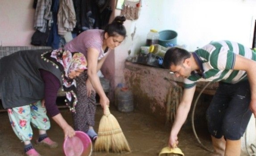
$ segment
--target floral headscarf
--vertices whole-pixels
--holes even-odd
[[[47,57],[46,53],[43,55],[43,58],[54,63],[53,64],[62,72],[62,87],[66,91],[66,105],[71,111],[75,112],[75,107],[77,103],[76,81],[69,78],[68,74],[74,70],[87,69],[86,58],[81,53],[71,53],[68,50],[54,50],[50,53],[50,58]]]

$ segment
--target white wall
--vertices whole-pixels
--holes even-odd
[[[35,32],[33,0],[0,0],[0,41],[3,46],[31,46]]]
[[[124,62],[145,44],[151,29],[178,33],[179,44],[193,51],[213,40],[228,39],[251,47],[255,0],[141,0],[137,20],[127,20],[127,37],[115,50],[115,81],[123,82]],[[4,46],[29,46],[34,32],[33,0],[1,0],[0,40]],[[120,10],[114,10],[115,15]],[[133,36],[133,38],[132,36]]]

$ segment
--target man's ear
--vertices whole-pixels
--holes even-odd
[[[108,33],[107,32],[105,32],[104,34],[104,38],[107,39],[109,37],[109,35],[108,35]]]

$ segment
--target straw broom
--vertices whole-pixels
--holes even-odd
[[[101,117],[98,131],[98,137],[94,144],[94,151],[111,151],[114,152],[131,152],[131,149],[122,129],[108,107]]]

....................

● Aim:
Reproduce the material above in full and without alteration, but skip all pictures.

● Response:
$ segment
--target floral headscarf
--vertices whole-pixels
--holes even-odd
[[[47,57],[46,53],[43,55],[43,58],[54,63],[53,64],[62,72],[62,87],[66,91],[66,105],[71,111],[75,112],[75,107],[77,103],[76,81],[69,78],[68,74],[74,70],[87,69],[86,58],[81,53],[71,53],[68,50],[54,50],[50,53],[50,58]]]

$ segment
--target white wall
--vertices whole-pixels
--holes even-odd
[[[35,32],[33,0],[0,0],[0,41],[3,46],[31,46]]]
[[[124,62],[145,44],[151,29],[178,33],[179,44],[193,51],[213,40],[228,39],[251,47],[255,0],[141,0],[137,20],[127,20],[127,37],[115,50],[115,81],[123,82]],[[4,46],[29,46],[34,32],[33,0],[1,0],[0,40]],[[120,10],[114,10],[115,15]],[[133,36],[133,38],[132,36]]]

$ segment
--target man's ear
--vertices whole-pixels
--holes even-odd
[[[108,33],[107,32],[105,32],[104,34],[104,38],[107,39],[109,37],[109,35],[108,35]]]

$ segment
--target straw broom
--vertices whole-pixels
--holes even-odd
[[[101,117],[98,131],[98,137],[94,144],[94,151],[111,151],[114,152],[131,152],[131,149],[122,129],[108,107]]]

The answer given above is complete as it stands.